What the task requires –
Copy every entry below, exactly and in full.

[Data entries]
|---|

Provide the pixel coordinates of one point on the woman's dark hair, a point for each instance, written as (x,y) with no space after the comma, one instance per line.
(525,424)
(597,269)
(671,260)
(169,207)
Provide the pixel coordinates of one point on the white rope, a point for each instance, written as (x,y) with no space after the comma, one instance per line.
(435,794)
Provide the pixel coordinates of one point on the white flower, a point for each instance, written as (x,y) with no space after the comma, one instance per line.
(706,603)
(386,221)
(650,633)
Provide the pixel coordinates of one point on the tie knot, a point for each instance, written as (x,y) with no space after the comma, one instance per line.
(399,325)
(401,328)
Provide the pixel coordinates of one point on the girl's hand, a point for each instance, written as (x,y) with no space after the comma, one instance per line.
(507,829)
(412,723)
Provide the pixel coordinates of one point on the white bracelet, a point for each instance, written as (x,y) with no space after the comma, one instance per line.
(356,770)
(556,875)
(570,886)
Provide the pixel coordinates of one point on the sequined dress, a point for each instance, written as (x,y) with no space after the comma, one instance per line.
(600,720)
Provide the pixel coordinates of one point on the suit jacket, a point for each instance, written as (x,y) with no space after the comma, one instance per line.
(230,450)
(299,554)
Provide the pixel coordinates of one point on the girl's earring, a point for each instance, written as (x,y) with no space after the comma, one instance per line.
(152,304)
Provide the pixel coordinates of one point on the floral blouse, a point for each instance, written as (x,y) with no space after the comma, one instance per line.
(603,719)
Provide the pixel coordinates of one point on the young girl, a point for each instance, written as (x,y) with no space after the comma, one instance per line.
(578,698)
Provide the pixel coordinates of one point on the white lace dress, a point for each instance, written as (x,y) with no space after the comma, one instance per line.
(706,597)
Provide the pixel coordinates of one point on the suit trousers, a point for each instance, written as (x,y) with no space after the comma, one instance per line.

|---|

Task output –
Provide the pixel coordinates of one point on the woman's dark hair, a point for each instance, written as (x,y) with no space after the comma, one instance per line.
(525,424)
(597,269)
(671,260)
(169,207)
Provide the pixel coordinates of one point on the white rope, a point for each instance, written as (x,y) with no space after the comma, one instance per line.
(435,794)
Provide the pixel coordinates of one point on the white flower, a point for each instance, written as (x,y) with no space after the comma, one instance per line.
(706,603)
(386,221)
(650,633)
Provide the pixel coordinates of one point on the tie knot, a point for each instance, written as (x,y) with no space after the comma, one instance per line.
(399,325)
(401,328)
Provide the pixel coordinates of one point on the girl's hand, a point for each instance, written as (x,y) with no space after the comma, one instance per line.
(507,829)
(412,723)
Provide the pixel coordinates of one point on the white bracelet, a point for each instance, written as (x,y) with no space after the comma, one instance per line.
(356,770)
(556,875)
(570,886)
Provide the pixel coordinates of one point on the sequined dress, a point for each instance, written as (x,y) with no space after the comma, one instance per line.
(600,720)
Provide the pixel coordinates of one point on the suit jacket, a point for each instance, written as (x,y) with no space after the comma, one instance per line.
(230,450)
(299,554)
Provide the pixel coordinates of one point on the girl's earring, a point for each instance, written as (x,y) with no space after the comma, one instance per line.
(152,304)
Provide the pixel coordinates of one point on the floral blouse, a point for each instance, written as (x,y) with no space after the comma, one instance per line.
(603,719)
Provide the pixel coordinates of one point on the young girl, a point for each instance, written as (x,y) with no space after the comma, one instance per line.
(578,698)
Provide the pixel coordinates of one point on the white lace dress, a point for each instance, written as (x,y) with no space after the comma, one instance per line.
(706,597)
Provide the pixel coordinates of one point on the suit trousers, a point for each instance, written as (x,y) with no space after the comma, one instance per line.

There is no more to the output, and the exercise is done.